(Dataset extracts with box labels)
———
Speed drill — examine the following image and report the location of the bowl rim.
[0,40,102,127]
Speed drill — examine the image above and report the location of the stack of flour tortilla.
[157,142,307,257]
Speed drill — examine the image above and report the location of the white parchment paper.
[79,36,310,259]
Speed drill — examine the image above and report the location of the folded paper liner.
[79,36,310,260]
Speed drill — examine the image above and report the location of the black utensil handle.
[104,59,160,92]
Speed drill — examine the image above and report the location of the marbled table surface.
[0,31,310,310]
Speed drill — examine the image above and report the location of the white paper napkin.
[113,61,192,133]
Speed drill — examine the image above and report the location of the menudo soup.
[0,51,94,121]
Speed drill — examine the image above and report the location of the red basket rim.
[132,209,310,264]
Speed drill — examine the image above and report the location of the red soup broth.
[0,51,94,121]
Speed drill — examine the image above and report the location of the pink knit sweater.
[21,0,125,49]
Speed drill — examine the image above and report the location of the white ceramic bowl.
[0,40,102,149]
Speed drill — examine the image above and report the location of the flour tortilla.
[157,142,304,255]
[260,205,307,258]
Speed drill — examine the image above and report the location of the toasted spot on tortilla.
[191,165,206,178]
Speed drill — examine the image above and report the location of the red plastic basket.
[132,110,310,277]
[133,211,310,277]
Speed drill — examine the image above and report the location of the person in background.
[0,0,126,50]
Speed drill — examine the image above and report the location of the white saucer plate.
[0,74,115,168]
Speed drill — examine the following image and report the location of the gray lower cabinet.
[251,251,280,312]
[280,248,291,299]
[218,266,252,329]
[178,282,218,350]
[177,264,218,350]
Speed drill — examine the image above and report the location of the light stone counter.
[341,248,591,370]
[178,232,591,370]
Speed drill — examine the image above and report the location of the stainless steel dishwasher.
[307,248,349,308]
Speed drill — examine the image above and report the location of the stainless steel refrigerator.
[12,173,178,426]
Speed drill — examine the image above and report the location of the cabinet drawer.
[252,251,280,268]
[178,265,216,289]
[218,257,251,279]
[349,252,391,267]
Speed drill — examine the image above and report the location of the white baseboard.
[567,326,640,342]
———
● **YOUR OBJECTIVE**: Change every "report" in the listing to "state", and write out the whole listing again with nothing else altered.

● **FINAL ANSWER**:
Speed drill — examine the following image and state the location of the bowl rim.
[0,40,102,127]
Speed drill — examine the image above and state the location of the stack of flour tortilla.
[157,142,307,257]
Speed drill — examine the image above and state the location of the white parchment paper.
[79,36,310,259]
Speed drill — examine the image above and state the location of the folded paper liner.
[79,36,310,260]
Speed drill — examine the image above and state the location of the black utensil handle.
[104,59,160,92]
Speed drill — examine the image above and state the location of the marbled table surface.
[0,31,310,310]
Speed drill — examine the image above and state the location of the white paper napkin.
[113,61,192,133]
Speed drill — examine the image above and state the location of the menudo soup.
[0,51,94,121]
Speed drill — examine the image above and state the location of the red basket rim.
[132,209,310,264]
Speed drill — examine the image above and state the location of the red soup broth.
[0,51,94,121]
Speed drill — examine the image above and state the location of the pink knit sweater.
[21,0,125,49]
Speed drill — examine the image above and state the location of the white ceramic bowl.
[0,40,102,149]
Speed drill — examine the image above and state the location of the flour tortilla.
[157,142,304,255]
[260,205,307,258]
Speed drill — examine the image above and state the location of the toasted spot on tortilla.
[191,165,206,178]
Speed drill — examine the image above and state the location of the red plastic basket.
[132,110,310,277]
[133,211,310,277]
Speed drill — examine the image above and state the location of the person in background.
[0,0,126,50]
Speed drill — examine the image above and state the location of the white saucer plate.
[0,74,115,168]
Speed drill — examine the following image and state the location of the gray lower cabinet.
[251,251,280,312]
[280,248,291,299]
[218,266,252,329]
[178,282,218,350]
[177,264,218,350]
Speed drill — examine the image above and state the location of the light stone counter.
[341,248,591,370]
[178,232,591,370]
Speed drill — examine the image above and state the location of the stainless steel dishwasher.
[307,248,349,308]
Speed drill — examine the image above and state the location of the stainless steel refrigerator.
[12,173,178,426]
Speed drill — examine the image above and state the location of the cabinet drawer.
[252,251,280,268]
[178,265,216,289]
[218,257,251,279]
[349,252,391,267]
Speed drill — examine the image above and state the location of the white baseboard.
[567,326,640,342]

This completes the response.